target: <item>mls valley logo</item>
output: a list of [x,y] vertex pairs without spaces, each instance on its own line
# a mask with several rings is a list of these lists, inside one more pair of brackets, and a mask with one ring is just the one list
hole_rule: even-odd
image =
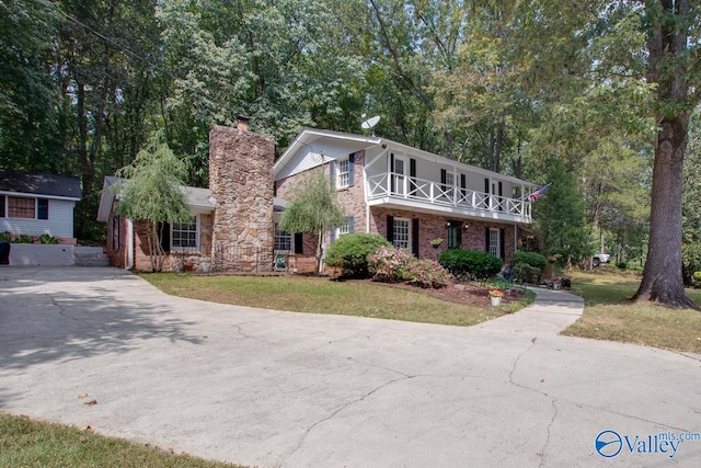
[[[663,432],[655,435],[623,435],[618,432],[607,430],[599,433],[594,441],[596,452],[605,458],[612,458],[621,452],[629,452],[631,454],[660,454],[667,455],[669,458],[674,458],[677,455],[679,444],[683,440],[683,434],[676,434],[674,432]],[[693,434],[689,434],[693,435]],[[699,435],[699,434],[696,434]]]

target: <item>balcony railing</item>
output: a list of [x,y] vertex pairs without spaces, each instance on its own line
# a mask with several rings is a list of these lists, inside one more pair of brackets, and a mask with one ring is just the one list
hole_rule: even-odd
[[425,202],[472,212],[501,213],[530,220],[528,201],[521,202],[507,196],[491,195],[398,173],[383,173],[368,178],[368,199],[386,197]]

**Written exercise:** Copy out all of the material above in full, and shift every x and y coordinate in the polygon outlines by -64. Leave out the pictures.

**Written solution:**
target: <item>mls valley logo</item>
output: a list of [x,y] vertex pairs without spaces, each instance on its own line
# a mask with several rings is a list of these lists, inside one more pair of brackets, and a mask with one ring is just the one list
hole_rule: even-odd
image =
[[[599,368],[591,371],[559,371],[554,368],[543,366],[535,369],[530,377],[532,388],[541,394],[548,394],[557,388],[565,388],[567,390],[596,390],[603,391],[605,394],[610,394],[613,391],[615,380],[619,376],[619,370],[612,370],[610,368]],[[629,370],[625,370],[629,371]],[[635,371],[635,370],[632,370]]]

target: <item>balcony railing</item>
output: a list of [x,y] vertex pairs without spaces, each instance on its own line
# a mask with several rings is a list of these lists, inside one more pair of brackets, and a mask with one ring is just the one list
hole_rule: even-odd
[[361,138],[408,148],[437,149],[466,156],[464,137],[457,138],[443,132],[427,131],[334,109],[319,109],[304,114],[304,135],[322,133]]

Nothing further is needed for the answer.